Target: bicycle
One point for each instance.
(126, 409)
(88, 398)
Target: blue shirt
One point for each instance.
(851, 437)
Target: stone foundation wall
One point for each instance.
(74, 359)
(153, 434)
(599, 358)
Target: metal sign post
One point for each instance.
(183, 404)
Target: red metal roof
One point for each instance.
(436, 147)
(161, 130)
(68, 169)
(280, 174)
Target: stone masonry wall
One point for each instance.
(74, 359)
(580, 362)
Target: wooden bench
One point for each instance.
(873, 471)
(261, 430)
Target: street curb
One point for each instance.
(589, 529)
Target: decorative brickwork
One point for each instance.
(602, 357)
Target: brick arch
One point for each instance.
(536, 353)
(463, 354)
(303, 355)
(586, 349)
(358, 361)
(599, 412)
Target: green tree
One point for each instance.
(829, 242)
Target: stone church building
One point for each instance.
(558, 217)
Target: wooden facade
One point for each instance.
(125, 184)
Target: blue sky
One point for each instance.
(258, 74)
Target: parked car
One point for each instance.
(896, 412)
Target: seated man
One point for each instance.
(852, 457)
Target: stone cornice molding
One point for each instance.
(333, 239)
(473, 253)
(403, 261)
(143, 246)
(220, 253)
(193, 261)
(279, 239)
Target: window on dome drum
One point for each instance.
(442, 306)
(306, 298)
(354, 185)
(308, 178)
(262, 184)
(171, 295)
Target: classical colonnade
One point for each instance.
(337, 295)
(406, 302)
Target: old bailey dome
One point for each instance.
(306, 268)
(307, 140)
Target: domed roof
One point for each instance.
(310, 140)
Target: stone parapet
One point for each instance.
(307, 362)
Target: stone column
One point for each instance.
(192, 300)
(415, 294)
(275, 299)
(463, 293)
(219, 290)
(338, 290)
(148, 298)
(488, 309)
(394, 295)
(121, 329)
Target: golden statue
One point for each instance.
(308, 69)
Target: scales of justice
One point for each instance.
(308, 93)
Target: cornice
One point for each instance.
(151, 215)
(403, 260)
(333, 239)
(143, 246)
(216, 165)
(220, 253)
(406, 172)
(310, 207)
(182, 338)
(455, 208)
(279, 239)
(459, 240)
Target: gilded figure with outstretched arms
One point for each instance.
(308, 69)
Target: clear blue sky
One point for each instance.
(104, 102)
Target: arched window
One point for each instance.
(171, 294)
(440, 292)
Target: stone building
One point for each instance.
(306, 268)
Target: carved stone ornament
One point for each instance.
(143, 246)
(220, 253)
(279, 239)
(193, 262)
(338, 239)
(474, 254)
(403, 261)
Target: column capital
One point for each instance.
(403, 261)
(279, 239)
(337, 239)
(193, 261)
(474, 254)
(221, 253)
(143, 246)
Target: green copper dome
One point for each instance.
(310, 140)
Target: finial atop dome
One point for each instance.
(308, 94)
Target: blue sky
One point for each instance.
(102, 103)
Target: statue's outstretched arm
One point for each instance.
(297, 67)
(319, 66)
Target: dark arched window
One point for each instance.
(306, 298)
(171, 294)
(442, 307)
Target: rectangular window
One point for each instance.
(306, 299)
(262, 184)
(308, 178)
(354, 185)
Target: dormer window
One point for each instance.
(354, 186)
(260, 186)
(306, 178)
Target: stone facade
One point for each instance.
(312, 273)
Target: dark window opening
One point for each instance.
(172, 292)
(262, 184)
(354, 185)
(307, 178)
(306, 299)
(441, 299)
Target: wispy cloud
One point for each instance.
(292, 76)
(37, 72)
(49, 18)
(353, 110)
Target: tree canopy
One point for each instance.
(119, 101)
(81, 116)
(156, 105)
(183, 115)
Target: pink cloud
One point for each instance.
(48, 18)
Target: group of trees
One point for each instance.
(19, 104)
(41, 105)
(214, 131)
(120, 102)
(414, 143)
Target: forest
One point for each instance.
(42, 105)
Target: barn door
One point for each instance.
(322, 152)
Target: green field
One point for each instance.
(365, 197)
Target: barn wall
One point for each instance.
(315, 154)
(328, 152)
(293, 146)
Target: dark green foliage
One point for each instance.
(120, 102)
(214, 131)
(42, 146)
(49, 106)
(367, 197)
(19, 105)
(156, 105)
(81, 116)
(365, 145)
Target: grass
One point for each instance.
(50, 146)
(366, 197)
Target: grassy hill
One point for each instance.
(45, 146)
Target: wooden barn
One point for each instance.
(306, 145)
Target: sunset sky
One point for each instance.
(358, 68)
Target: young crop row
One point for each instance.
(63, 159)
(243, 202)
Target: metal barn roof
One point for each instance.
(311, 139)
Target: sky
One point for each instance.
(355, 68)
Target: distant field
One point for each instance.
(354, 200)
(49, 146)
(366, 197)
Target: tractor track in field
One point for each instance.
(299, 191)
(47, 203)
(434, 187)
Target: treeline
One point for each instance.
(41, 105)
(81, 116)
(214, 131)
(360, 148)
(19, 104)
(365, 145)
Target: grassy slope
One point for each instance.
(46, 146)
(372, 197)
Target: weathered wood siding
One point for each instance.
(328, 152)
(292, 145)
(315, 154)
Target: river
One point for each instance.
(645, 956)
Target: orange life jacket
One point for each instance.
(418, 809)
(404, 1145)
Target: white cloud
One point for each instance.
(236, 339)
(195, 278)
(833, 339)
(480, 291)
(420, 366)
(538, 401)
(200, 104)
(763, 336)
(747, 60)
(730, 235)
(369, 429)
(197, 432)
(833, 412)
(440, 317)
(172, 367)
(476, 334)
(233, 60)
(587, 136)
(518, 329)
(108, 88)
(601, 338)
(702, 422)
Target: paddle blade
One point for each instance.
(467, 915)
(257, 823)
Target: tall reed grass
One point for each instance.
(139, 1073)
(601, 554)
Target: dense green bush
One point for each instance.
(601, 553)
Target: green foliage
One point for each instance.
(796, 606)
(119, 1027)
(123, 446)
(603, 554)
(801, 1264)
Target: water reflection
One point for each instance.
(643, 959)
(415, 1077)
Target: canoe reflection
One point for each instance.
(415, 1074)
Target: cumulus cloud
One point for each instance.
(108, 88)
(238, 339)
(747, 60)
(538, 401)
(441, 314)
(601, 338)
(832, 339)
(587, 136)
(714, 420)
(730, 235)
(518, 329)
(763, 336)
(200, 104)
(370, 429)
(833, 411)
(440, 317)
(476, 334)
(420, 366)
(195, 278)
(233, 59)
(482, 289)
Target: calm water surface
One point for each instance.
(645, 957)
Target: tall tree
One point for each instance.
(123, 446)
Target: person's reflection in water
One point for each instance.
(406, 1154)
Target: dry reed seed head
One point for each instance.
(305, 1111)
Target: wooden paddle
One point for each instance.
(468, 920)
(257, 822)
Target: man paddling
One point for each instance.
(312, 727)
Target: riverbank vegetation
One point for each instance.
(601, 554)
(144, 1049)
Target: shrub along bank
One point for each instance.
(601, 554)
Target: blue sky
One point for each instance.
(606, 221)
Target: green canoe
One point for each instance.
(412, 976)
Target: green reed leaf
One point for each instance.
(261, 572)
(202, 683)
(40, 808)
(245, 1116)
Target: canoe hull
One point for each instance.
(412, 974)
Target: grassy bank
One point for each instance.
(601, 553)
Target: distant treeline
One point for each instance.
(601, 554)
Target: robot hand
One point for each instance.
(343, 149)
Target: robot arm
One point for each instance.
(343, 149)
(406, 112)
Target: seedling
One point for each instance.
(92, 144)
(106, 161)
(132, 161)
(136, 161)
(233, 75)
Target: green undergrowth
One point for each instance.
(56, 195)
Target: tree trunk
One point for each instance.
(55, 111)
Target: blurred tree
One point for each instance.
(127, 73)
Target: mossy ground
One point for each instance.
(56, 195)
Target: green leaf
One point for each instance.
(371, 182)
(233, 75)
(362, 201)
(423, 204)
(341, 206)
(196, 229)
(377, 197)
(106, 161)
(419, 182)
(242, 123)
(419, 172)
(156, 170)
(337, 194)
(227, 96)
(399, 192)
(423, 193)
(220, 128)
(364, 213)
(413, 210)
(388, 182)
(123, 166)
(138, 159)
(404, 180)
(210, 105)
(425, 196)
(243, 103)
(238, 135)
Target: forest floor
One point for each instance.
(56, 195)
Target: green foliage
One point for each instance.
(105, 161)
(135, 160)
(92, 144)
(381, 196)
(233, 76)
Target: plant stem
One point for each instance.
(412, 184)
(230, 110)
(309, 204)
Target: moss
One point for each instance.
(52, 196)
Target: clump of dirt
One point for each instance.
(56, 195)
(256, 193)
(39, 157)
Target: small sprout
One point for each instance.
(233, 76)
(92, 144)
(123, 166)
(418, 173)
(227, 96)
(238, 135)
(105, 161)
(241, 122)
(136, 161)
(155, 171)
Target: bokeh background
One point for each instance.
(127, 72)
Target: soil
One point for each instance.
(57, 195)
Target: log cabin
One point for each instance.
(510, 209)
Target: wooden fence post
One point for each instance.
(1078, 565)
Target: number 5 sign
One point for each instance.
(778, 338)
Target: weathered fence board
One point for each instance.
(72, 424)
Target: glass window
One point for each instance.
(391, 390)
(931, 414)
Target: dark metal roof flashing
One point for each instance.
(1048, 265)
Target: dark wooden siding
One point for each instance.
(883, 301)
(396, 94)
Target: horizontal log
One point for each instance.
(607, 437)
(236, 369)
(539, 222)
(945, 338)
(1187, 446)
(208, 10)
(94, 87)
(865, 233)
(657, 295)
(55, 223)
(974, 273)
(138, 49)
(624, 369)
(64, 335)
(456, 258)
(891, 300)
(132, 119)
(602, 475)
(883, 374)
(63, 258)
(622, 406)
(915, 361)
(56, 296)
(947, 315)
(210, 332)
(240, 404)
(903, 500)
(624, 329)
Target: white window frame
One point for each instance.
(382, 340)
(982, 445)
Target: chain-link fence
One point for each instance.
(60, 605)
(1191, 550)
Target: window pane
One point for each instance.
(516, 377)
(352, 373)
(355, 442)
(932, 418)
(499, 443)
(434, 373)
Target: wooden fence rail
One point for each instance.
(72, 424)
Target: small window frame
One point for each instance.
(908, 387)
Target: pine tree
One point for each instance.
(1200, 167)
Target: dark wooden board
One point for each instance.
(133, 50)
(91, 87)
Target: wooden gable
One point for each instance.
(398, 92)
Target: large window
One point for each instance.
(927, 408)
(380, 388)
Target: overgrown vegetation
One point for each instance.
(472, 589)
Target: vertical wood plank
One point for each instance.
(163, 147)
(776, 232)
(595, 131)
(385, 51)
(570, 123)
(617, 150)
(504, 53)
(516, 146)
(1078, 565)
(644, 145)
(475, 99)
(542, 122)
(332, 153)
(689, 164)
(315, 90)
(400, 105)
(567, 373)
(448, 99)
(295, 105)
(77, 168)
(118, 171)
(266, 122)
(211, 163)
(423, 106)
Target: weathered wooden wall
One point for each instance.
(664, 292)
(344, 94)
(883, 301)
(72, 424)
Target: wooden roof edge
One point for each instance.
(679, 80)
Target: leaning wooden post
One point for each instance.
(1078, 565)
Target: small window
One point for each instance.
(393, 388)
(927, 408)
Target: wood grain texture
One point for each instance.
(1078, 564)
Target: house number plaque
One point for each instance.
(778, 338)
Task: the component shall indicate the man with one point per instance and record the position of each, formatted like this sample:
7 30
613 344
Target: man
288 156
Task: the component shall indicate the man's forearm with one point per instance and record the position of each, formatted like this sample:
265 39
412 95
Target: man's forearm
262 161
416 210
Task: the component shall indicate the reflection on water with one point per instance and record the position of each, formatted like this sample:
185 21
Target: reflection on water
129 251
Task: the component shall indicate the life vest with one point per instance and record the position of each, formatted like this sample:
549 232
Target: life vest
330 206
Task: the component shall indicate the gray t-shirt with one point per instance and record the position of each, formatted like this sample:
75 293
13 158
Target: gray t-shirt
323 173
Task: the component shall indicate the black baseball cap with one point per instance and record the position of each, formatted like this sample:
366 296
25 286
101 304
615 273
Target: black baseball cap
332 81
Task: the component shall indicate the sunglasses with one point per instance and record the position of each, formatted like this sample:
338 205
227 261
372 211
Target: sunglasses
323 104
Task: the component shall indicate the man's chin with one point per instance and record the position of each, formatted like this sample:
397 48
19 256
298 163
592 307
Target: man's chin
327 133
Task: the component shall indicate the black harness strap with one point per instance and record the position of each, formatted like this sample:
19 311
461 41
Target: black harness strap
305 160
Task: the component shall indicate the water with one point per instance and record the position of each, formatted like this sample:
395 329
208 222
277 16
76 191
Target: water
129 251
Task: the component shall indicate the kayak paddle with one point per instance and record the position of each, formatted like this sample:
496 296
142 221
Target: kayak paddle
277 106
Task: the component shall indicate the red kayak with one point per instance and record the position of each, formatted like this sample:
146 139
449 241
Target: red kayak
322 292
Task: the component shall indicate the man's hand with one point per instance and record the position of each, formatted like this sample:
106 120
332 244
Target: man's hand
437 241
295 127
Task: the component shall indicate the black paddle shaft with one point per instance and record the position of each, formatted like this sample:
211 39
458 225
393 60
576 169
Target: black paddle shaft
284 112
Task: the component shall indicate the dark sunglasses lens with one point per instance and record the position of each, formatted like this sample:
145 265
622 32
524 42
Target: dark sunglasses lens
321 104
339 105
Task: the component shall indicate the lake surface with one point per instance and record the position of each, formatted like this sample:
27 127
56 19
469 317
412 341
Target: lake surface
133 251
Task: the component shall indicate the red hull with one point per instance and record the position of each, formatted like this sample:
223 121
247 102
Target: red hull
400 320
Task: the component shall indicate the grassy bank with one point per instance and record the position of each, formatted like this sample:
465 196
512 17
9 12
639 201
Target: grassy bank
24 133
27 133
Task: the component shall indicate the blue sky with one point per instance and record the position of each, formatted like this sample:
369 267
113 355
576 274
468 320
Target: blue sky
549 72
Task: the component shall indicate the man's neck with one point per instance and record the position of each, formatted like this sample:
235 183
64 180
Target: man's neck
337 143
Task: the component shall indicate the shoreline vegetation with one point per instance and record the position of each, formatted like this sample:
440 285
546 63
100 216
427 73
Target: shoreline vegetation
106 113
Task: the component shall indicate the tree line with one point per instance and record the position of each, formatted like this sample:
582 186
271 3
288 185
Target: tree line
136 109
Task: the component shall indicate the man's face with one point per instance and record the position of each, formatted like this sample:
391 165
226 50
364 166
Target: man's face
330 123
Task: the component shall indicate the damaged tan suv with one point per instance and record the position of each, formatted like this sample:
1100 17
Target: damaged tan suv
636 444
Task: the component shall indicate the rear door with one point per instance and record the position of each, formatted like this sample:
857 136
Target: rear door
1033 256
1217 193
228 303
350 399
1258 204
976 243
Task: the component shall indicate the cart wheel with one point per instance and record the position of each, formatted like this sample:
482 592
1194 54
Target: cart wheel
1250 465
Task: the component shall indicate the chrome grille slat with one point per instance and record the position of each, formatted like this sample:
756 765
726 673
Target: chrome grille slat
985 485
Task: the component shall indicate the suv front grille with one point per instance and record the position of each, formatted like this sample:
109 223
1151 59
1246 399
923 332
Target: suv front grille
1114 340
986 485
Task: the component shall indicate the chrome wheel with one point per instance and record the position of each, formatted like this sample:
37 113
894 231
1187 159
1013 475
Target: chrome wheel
____
Starting with the line containing "Task: the component shall indicate the man's face" and going on through the end of the records, write those lines out again in full, with every task line and format sample kept unchanged. Shift each coordinate in the answers by adding 140 to it.

▶ EXERCISE OUTPUT:
Task: the component shall indicate the man's face with one point per instance and record the position of each, formatted like this sample:
391 165
226 50
364 166
Target: man's face
470 263
Task: the component shall indicate the damaged tan suv with one point per instance and record the position of each, formatted like this sample:
1100 17
Target: damaged tan suv
776 584
Task: the component shall indicate the rear door with one point per instance and record the position of each, formatted like this sample:
857 136
Target: rear door
1173 396
1357 333
368 443
490 539
1398 344
1116 383
Task: the component shall indicate the cart wheel with one point per instance and record the position of each, formatted like this sample:
482 592
1194 54
Target: cart wheel
1390 605
Task: the component shall indicate the chrome grille slat with one point per instance and record the position of each, formatted like this sample:
756 765
726 673
Target: chrome grille slat
1125 625
Task: the component shall indicate the suv front grille with one point per instance and record the position of each, formatted like this sample:
109 223
1151 59
1246 399
923 332
Target: suv front grille
1254 480
1126 625
Task: the component shall indicate the chrome wheel with one point per instance and record the position of each, formatted like this sample:
37 113
894 231
1187 159
1013 475
Target: chrome wheel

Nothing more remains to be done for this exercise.